### Your task
Locate each line of the records below that contains the word "pitch", and copy those lines.

Point annotation records
-----
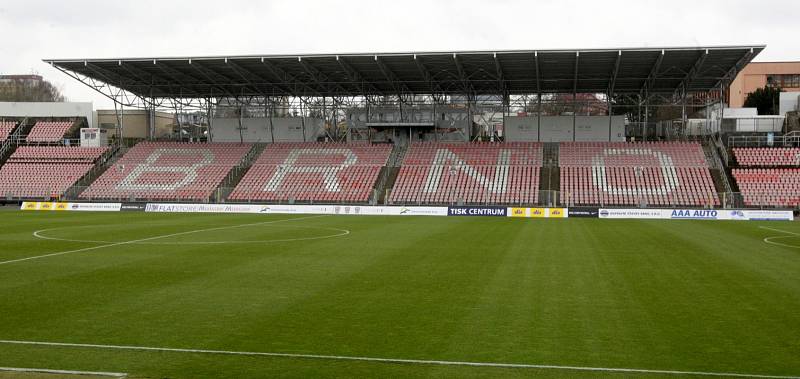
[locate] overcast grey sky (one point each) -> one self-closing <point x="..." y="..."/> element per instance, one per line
<point x="32" y="30"/>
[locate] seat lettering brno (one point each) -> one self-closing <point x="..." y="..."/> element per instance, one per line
<point x="634" y="173"/>
<point x="328" y="172"/>
<point x="168" y="171"/>
<point x="313" y="171"/>
<point x="447" y="159"/>
<point x="150" y="165"/>
<point x="665" y="166"/>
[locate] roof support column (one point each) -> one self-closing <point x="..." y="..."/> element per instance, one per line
<point x="610" y="115"/>
<point x="209" y="119"/>
<point x="574" y="114"/>
<point x="684" y="120"/>
<point x="539" y="117"/>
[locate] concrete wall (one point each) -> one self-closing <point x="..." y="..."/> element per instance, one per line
<point x="560" y="128"/>
<point x="286" y="129"/>
<point x="135" y="123"/>
<point x="521" y="128"/>
<point x="65" y="109"/>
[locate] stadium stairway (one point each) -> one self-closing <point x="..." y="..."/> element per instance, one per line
<point x="388" y="175"/>
<point x="717" y="168"/>
<point x="10" y="144"/>
<point x="237" y="173"/>
<point x="550" y="174"/>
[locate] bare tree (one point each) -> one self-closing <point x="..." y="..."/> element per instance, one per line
<point x="28" y="88"/>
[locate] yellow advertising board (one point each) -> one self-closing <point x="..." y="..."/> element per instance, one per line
<point x="519" y="212"/>
<point x="538" y="212"/>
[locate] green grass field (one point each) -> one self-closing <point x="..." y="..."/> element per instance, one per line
<point x="699" y="296"/>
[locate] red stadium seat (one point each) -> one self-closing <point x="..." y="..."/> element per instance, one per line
<point x="620" y="173"/>
<point x="46" y="171"/>
<point x="469" y="173"/>
<point x="316" y="172"/>
<point x="168" y="171"/>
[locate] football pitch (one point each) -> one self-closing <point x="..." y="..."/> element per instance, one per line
<point x="233" y="296"/>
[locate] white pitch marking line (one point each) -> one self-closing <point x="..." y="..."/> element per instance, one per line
<point x="770" y="241"/>
<point x="341" y="232"/>
<point x="150" y="239"/>
<point x="395" y="360"/>
<point x="65" y="372"/>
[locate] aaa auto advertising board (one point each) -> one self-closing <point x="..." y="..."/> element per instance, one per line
<point x="697" y="214"/>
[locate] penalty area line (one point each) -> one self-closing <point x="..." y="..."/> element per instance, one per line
<point x="64" y="372"/>
<point x="787" y="233"/>
<point x="395" y="360"/>
<point x="149" y="239"/>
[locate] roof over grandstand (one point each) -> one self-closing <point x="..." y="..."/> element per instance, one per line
<point x="617" y="71"/>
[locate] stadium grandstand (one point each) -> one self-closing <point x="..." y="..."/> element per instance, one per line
<point x="635" y="230"/>
<point x="490" y="128"/>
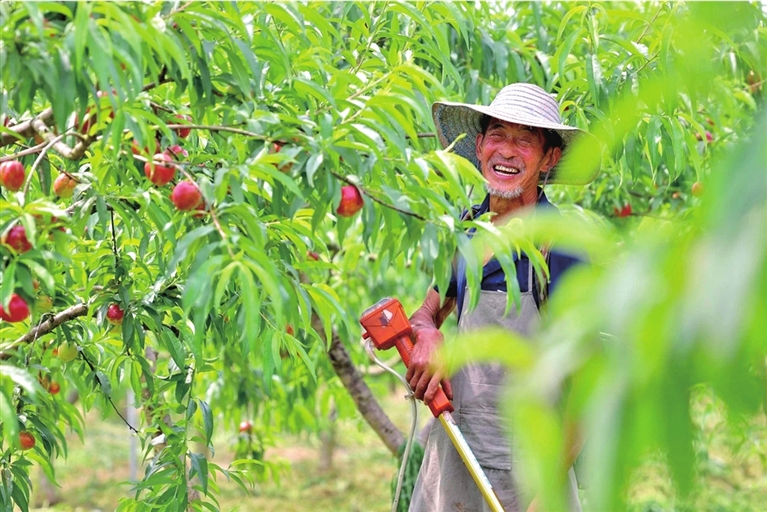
-----
### Final result
[locate] football pitch (one point each) -> one self-closing <point x="..." y="..."/> element per instance, one per line
[locate] white pitch marking line (one point each) -> one self-closing <point x="..." y="..."/> element per instance, one per line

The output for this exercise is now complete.